WHAT THE TASK REQUIRES —
Print, unchanged, the items from the line containing "shown by (336,133)." through the end of the items, including both of those ends.

MATERIAL FOR THIS EXERCISE —

--- start ---

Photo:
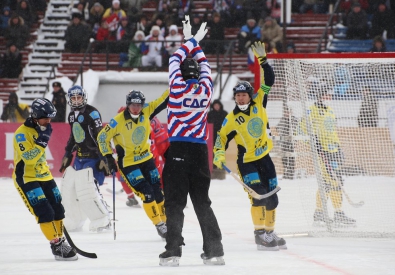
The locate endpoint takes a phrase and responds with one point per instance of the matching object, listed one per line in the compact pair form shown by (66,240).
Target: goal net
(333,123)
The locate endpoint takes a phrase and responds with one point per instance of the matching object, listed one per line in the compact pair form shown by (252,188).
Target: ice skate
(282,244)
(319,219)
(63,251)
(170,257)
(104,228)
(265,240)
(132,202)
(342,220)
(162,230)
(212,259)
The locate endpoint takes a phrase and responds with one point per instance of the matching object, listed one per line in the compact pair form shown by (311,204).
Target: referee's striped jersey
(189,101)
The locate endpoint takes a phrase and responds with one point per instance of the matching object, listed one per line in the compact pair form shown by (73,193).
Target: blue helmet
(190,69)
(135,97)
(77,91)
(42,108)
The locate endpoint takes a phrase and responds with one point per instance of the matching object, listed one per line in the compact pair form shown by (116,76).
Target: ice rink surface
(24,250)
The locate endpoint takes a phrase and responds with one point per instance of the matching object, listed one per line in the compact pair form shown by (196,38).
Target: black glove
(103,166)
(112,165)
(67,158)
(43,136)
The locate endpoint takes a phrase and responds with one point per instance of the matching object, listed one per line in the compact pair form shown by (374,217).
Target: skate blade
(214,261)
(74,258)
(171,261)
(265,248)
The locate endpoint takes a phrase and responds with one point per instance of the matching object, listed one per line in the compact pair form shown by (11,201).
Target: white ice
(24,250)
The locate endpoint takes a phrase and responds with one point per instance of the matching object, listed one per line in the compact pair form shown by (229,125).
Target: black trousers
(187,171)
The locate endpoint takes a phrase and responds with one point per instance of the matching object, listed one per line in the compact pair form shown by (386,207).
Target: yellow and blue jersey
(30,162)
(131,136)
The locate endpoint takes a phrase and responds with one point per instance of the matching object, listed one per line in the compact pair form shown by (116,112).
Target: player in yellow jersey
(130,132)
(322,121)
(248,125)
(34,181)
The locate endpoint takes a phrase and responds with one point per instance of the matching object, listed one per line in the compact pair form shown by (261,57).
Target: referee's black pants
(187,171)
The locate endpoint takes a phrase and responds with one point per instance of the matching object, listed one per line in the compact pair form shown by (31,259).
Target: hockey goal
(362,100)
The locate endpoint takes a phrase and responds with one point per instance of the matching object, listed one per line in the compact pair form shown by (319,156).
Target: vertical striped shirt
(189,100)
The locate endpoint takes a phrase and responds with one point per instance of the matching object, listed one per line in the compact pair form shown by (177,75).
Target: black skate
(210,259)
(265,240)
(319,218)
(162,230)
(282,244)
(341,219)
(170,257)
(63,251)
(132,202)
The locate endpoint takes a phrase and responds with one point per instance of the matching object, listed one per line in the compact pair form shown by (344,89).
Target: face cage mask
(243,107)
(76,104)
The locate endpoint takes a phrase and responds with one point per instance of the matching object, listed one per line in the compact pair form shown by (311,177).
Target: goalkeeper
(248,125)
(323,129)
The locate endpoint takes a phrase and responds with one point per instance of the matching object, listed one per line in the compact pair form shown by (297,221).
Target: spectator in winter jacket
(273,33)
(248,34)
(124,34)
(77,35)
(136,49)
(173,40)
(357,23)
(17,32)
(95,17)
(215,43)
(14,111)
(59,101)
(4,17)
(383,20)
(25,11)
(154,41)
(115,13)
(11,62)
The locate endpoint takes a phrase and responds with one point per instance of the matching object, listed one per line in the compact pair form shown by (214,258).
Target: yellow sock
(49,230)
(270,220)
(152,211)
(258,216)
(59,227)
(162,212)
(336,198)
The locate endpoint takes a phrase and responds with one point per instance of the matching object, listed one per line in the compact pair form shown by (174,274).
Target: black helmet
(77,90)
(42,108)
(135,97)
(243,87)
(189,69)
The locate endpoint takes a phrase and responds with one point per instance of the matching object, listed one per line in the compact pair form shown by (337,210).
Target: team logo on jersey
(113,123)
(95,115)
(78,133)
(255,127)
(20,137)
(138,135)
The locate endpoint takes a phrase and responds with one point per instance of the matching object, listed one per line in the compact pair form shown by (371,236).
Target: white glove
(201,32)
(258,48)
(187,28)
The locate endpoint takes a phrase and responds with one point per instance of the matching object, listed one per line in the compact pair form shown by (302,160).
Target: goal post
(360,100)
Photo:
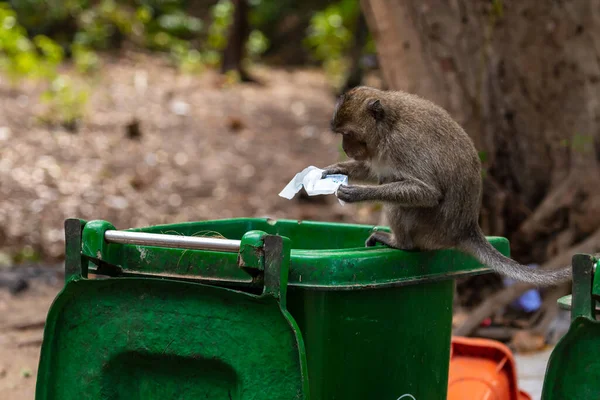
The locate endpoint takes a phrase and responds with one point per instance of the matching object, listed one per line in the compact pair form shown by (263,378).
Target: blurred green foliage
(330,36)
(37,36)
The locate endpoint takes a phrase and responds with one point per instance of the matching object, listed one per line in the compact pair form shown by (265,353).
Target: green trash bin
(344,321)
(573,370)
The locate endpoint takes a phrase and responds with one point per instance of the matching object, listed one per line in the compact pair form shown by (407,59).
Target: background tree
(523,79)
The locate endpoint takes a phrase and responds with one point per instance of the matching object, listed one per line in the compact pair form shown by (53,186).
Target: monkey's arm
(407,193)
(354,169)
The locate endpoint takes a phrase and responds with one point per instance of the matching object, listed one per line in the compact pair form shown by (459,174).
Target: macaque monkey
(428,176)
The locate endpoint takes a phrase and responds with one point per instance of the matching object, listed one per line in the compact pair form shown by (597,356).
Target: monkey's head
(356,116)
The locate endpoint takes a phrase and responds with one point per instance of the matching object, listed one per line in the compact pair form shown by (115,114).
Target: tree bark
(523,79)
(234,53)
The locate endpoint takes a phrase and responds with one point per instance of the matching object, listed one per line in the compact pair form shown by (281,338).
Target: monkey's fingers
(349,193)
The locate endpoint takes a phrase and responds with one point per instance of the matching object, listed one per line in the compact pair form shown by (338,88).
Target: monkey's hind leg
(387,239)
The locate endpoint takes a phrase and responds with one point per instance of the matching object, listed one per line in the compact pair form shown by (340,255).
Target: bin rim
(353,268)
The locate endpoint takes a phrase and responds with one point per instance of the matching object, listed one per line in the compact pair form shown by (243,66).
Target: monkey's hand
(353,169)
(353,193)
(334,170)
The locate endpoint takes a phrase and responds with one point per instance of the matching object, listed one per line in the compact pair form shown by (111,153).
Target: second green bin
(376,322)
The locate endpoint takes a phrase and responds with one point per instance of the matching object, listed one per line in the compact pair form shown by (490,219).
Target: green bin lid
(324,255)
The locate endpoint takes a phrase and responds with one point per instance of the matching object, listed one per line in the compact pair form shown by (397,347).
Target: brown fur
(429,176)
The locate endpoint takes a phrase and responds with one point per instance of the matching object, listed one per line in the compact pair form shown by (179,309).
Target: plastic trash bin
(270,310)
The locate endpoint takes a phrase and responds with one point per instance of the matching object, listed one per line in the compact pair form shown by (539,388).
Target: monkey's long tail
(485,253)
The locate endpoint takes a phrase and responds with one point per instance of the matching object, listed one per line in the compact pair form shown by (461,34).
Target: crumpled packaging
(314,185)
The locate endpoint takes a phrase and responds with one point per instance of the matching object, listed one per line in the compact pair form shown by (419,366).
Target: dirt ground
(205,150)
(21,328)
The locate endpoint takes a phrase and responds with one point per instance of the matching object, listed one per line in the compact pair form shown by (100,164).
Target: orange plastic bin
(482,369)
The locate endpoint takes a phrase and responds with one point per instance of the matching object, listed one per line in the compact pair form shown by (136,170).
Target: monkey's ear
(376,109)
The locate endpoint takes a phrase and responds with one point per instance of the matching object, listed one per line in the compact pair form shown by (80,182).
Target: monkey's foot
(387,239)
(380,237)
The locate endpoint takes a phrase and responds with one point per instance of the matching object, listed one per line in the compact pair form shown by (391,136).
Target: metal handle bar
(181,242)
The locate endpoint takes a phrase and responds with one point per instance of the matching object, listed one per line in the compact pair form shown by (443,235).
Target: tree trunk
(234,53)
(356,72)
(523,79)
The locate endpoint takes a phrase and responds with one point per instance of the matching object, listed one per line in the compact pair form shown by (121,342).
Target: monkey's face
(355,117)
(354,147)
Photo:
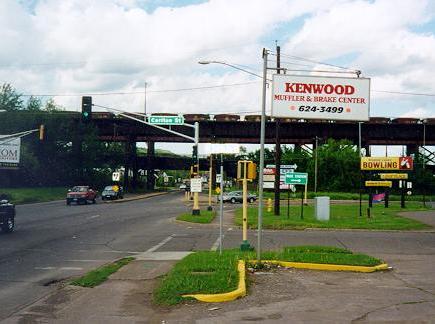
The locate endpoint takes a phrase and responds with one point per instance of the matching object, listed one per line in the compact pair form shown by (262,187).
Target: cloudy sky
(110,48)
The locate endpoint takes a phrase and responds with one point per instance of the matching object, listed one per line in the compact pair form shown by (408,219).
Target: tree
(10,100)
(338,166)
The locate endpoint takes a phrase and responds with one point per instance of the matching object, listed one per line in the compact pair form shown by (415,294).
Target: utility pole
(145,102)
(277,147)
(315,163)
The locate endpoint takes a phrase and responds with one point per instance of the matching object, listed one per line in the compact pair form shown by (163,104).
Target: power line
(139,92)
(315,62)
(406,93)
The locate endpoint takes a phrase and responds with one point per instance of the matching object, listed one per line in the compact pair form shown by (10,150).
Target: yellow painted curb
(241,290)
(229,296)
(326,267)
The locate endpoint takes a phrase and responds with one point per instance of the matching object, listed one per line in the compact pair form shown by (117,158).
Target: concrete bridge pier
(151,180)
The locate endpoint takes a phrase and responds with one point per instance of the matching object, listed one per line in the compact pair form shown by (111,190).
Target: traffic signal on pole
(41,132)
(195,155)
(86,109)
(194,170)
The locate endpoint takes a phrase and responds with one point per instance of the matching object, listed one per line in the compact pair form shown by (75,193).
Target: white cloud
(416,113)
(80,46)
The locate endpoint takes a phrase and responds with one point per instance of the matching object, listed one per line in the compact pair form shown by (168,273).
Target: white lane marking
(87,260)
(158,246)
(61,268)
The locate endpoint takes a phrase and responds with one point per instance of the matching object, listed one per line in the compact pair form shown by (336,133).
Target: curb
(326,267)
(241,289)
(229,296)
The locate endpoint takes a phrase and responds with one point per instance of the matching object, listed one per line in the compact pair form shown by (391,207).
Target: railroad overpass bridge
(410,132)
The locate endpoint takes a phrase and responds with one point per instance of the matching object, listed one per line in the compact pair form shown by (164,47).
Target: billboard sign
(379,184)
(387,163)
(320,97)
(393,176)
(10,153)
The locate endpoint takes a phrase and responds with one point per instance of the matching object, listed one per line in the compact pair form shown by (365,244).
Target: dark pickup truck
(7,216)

--- end ---

RESPONSE —
The locate endpoint takes a phrase and responds with one point per instance of the matching object, listed one per line in the compact pair form shown by (336,133).
Target: curb
(326,267)
(241,289)
(229,296)
The locate endpoint takes a phrase and responds with one point per instance of the matching object, listed one per line in the compact pair form shown by (391,207).
Target: railroad overpass bridge
(410,132)
The locate endpoint takes a phrase and responds with one point per instance of the matching object, listed one per line in the compact pair form shown by (164,47).
Target: billboard sign
(379,184)
(387,163)
(320,97)
(393,176)
(10,153)
The locate endpoint takes a phrase and responds with one point per instance of the matching object, listed one per line in the compact pair form shown by (365,244).
Target: dark pickup truck
(7,216)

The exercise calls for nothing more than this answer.